▸ **Tasks to complete**:
A – Answer the following questions using the Networker post:
(i) According to the post, what is Networker itself unable to do automatically?
(ii) In what kind of script was the solution written?
(iii) Which command-line argument does the script currently treat as the directory to be saved?
B – Transcribe everything in the Networker post from "2010-03-03 09:14:33" down to "Thats quite odd.".
C – Pick up the Networker post after its final sentence and write what follows.

-- START Document --

Networker

[Networker] Splitting up large directory save jobs into smaller pieces (aka. "parallelizing")

2010-03-03 09:14:33
Subject: [Networker] Splitting up large directory save jobs into smaller pieces (aka. "parallelizing")
From: Ronny Egner <RonnyEgner AT GMX DOT DE>
To: NETWORKER AT LISTSERV.TEMPLE DOT EDU
Date: Wed, 3 Mar 2010 15:12:15 +0100
Hi List,

One customer asked me if it is possible to speed up saves of large 
directories with many sub-dirs (or files). Unfortunately Networker itself 
cannot automatically parallelize saving of directories. Thats quite odd. 

So i wrote  simple  script bash script  in order to split up large 
directories in  smaller (and parallel) save jobs. 


This bash script runs as networker command and decodes the arguments 
(group name,  server name and so on) submitted by the networker server 
and invokes multiple save  commands: one for each sub-directory under the 
submitted directory  (attribute "save set" in client configuration).


When started the script it reads the command line arguments and currently 
treats the  last argument as "to be saved directory". Afterwards it 
invokes one  save process for every directory found under the directory 
specified as  "save set attribute".

-- END Document --
-- START Material supplied --

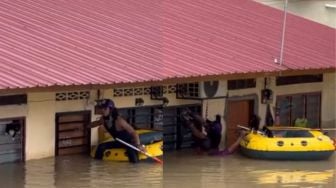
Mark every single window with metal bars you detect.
[276,92,321,128]
[276,74,323,86]
[228,78,256,90]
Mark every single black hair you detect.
[250,114,260,130]
[110,107,119,119]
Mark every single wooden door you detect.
[226,100,253,147]
[55,111,91,155]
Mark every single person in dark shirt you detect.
[90,99,145,163]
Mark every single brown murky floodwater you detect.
[0,151,336,188]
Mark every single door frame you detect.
[222,94,260,145]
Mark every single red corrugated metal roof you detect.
[0,0,335,89]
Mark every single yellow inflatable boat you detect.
[240,127,335,160]
[91,130,163,161]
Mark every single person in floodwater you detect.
[90,99,145,163]
[182,108,247,156]
[181,109,211,153]
[206,114,222,152]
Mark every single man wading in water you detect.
[181,109,247,156]
[90,99,145,163]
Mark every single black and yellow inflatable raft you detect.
[240,127,335,160]
[91,130,163,161]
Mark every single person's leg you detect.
[95,141,121,159]
[218,131,247,156]
[227,131,246,153]
[125,147,139,163]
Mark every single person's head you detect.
[250,114,260,130]
[101,99,118,117]
[215,114,221,123]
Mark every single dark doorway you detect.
[55,111,91,155]
[0,118,25,163]
[226,100,254,146]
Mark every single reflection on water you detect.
[0,156,163,188]
[163,152,336,188]
[0,151,336,188]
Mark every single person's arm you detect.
[117,117,144,151]
[189,123,207,139]
[88,117,104,128]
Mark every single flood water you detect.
[163,151,336,188]
[0,150,336,188]
[0,156,163,188]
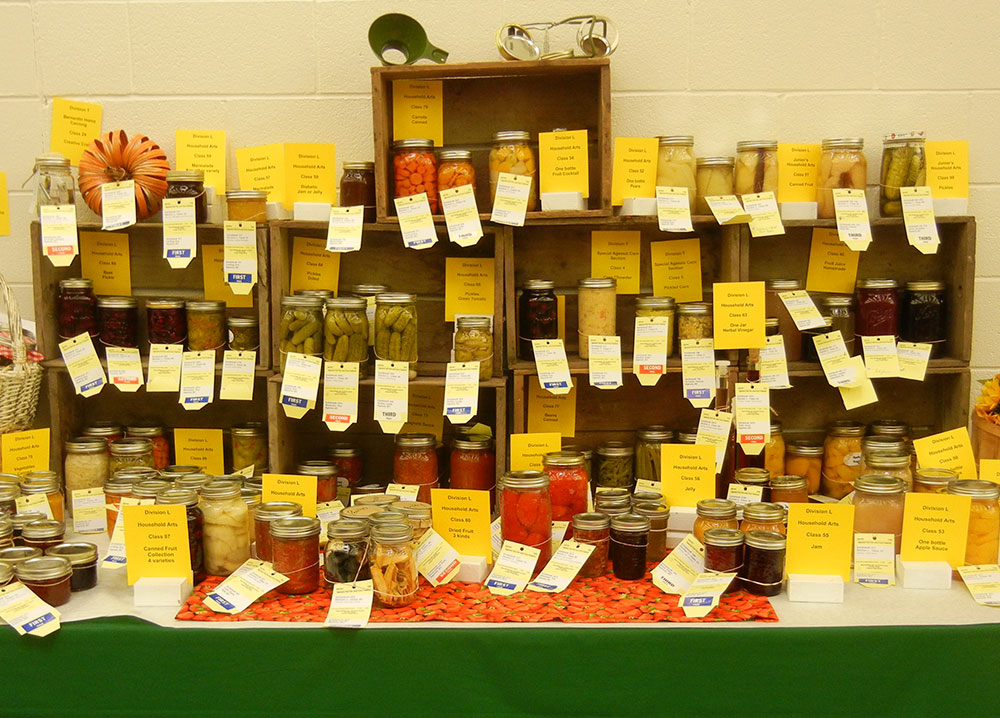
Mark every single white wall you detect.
[0,0,1000,396]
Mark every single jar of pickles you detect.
[577,277,618,359]
[97,297,139,349]
[56,277,98,339]
[879,132,927,217]
[694,157,733,214]
[455,316,493,381]
[656,135,698,214]
[736,140,778,199]
[948,479,1000,566]
[816,138,868,219]
[820,421,865,499]
[490,130,538,212]
[517,279,559,361]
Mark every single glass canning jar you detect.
[735,140,778,199]
[694,157,735,214]
[97,297,139,349]
[489,130,538,212]
[577,277,618,359]
[517,279,559,361]
[816,138,868,219]
[656,135,698,214]
[56,277,98,339]
[271,516,323,596]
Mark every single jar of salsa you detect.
[340,162,375,222]
[500,471,552,573]
[271,516,322,596]
[57,277,98,339]
[392,434,438,504]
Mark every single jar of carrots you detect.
[392,139,438,213]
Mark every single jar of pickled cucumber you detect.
[455,317,493,381]
[490,130,538,212]
[735,140,778,199]
[694,157,734,214]
[656,135,698,214]
[278,294,323,371]
[878,132,927,217]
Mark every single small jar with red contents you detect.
[542,451,590,538]
[500,471,552,572]
[392,139,438,214]
[57,277,97,339]
[271,516,322,596]
[392,434,438,504]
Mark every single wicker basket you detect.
[0,274,42,434]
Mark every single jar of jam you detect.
[500,471,552,573]
[857,279,899,337]
[164,170,208,224]
[97,297,139,349]
[571,513,611,578]
[542,451,590,538]
[611,513,649,581]
[740,531,786,596]
[490,130,538,212]
[704,528,744,593]
[340,162,375,222]
[899,279,948,357]
[392,434,438,504]
[57,277,98,339]
[271,516,322,596]
[45,542,97,593]
[185,300,227,352]
[517,279,559,361]
[14,556,73,607]
[392,139,438,214]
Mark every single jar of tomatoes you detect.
[500,471,552,572]
[392,139,438,213]
[392,434,438,504]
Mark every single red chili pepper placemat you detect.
[177,571,778,623]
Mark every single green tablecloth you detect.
[0,618,1000,718]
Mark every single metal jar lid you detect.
[695,499,736,519]
[45,541,97,566]
[269,516,323,538]
[744,531,787,551]
[14,556,73,583]
[705,529,744,548]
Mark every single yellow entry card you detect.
[899,493,972,568]
[260,474,316,517]
[444,257,496,322]
[121,505,191,586]
[80,232,132,297]
[510,431,562,471]
[174,429,226,476]
[712,282,767,349]
[538,130,590,198]
[290,237,340,296]
[649,237,702,304]
[660,444,715,506]
[49,97,102,167]
[176,130,226,197]
[806,227,861,294]
[785,504,854,583]
[611,137,659,206]
[431,489,493,563]
[0,428,50,476]
[392,80,444,147]
[913,426,976,479]
[590,232,642,294]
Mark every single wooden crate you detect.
[271,221,506,377]
[372,58,612,221]
[31,222,271,369]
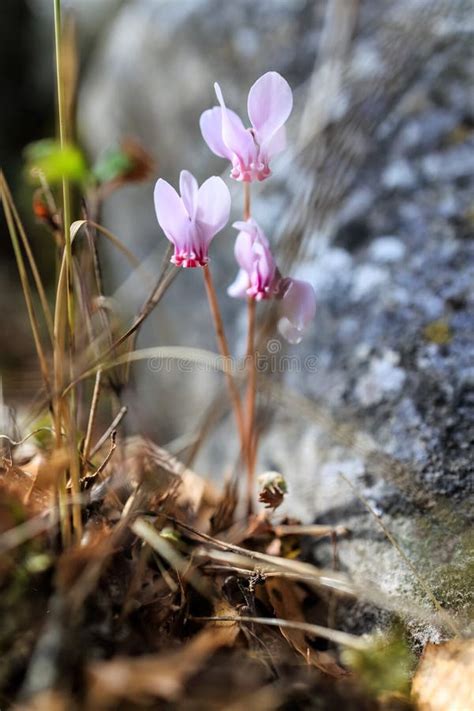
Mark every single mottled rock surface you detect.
[76,0,474,636]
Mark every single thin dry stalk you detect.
[245,297,257,515]
[190,615,368,651]
[82,370,102,466]
[1,181,50,393]
[202,265,246,451]
[244,183,257,515]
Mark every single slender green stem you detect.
[202,266,246,452]
[54,0,74,333]
[54,0,82,542]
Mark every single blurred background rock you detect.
[0,0,474,636]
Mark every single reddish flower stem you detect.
[202,265,246,452]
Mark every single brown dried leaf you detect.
[412,639,474,711]
[88,626,237,709]
[265,578,347,677]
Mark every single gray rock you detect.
[75,0,474,639]
[369,235,406,264]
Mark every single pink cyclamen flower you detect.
[278,278,316,343]
[227,218,280,301]
[154,170,230,267]
[199,72,293,182]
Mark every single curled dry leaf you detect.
[265,578,347,677]
[88,626,235,709]
[412,639,474,711]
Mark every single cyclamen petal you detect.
[214,82,256,166]
[154,178,189,244]
[278,279,316,343]
[154,170,230,267]
[200,72,293,182]
[179,170,198,218]
[196,175,230,242]
[229,218,278,301]
[227,269,250,299]
[199,106,238,161]
[247,72,293,145]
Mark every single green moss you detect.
[343,628,415,697]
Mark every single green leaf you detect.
[92,148,133,183]
[25,138,88,185]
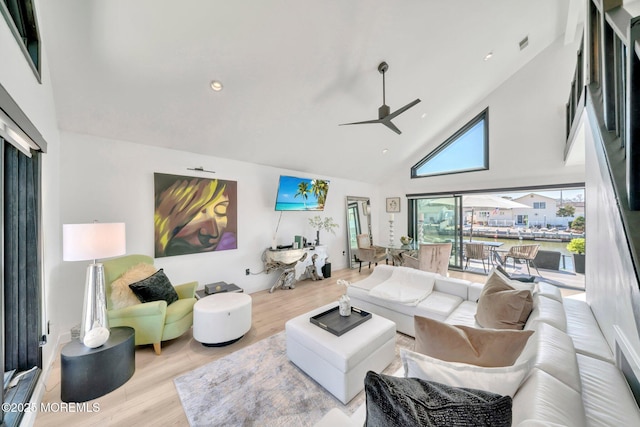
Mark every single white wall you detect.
[53,132,384,336]
[585,114,640,378]
[0,10,60,378]
[381,34,585,237]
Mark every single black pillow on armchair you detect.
[364,371,512,427]
[129,269,179,305]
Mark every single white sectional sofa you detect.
[317,265,640,427]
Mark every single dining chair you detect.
[464,243,491,273]
[504,245,540,275]
[402,242,453,276]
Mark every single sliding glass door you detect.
[409,195,462,269]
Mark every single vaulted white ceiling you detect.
[38,0,577,182]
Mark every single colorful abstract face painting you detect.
[154,173,238,258]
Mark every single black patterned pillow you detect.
[129,269,178,305]
[364,371,512,427]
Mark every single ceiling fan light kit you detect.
[338,61,420,135]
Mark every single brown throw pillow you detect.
[476,276,533,329]
[414,316,534,368]
[111,263,157,310]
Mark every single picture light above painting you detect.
[153,173,238,258]
[276,175,329,211]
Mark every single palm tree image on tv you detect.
[293,181,309,209]
[276,175,329,211]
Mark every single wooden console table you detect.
[263,245,328,292]
[60,326,136,402]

-- END Material supplied --

▸ **Outputs**:
A –
(i) Parallelize the saving of directories.
(ii) A bash script.
(iii) The last argument.

B –
2010-03-03 09:14:33
Subject: [Networker] Splitting up large directory save jobs into smaller pieces (aka. "parallelizing")
From: Ronny Egner <RonnyEgner AT GMX DOT DE>
To: NETWORKER AT LISTSERV.TEMPLE DOT EDU
Date: Wed, 3 Mar 2010 15:12:15 +0100
Hi List,

One customer asked me if it is possible to speed up saves of large 
directories with many sub-dirs (or files). Unfortunately Networker itself 
cannot automatically parallelize saving of directories. Thats quite odd.

C –
Within the script there is a attribute which specifies the maximum amount of 
parallel save jobs allowed to run. In order to achieve this i use a 
small queue:
Every invoked save command is added to a queue with their corresponding 
process id.  Every second the script checks if the process finnished (by 
comparing the process ids in the queue with /proc; if the process id is 
not listed in /proc the process is assumes as "finished" and removed from 
the queue. The freed slot is afterward occupied by the next "waiting to 
be run" save process.


While writing a short prototype i noticed some problems in my prototype:

1. The script does not take multiple directories (specified in the "save 
set"  attribute in client configuration). This can be fixed. No problem.

2. If the directory specified in the save set attribute contains no 
sub-directories the save will run non-parallelized.

3. If the directories specified in the save set attribute contains lets 
say one large sub-directoy and one smaller directory the script will split 
up work into two save jobs: one for the large directory and one for the 
small directory. The estimated time saving wont be that huge because the 
larger directory still isnt saved in parallel.

4. Doing incremental backups might be tricky.



Based on these observations i began to rethink my first approach.


Another approach parallelizing save jobs would be doing this on file level
rather than directory level which might work a follows:

1. Create a file list of all files under the specified save set directory
2. Split up this file list into <number of concurrend jobs> files with an 
equal number of files in them
3. For every file created in step (2) save them: "save <some arguments> -I 
<split file name>"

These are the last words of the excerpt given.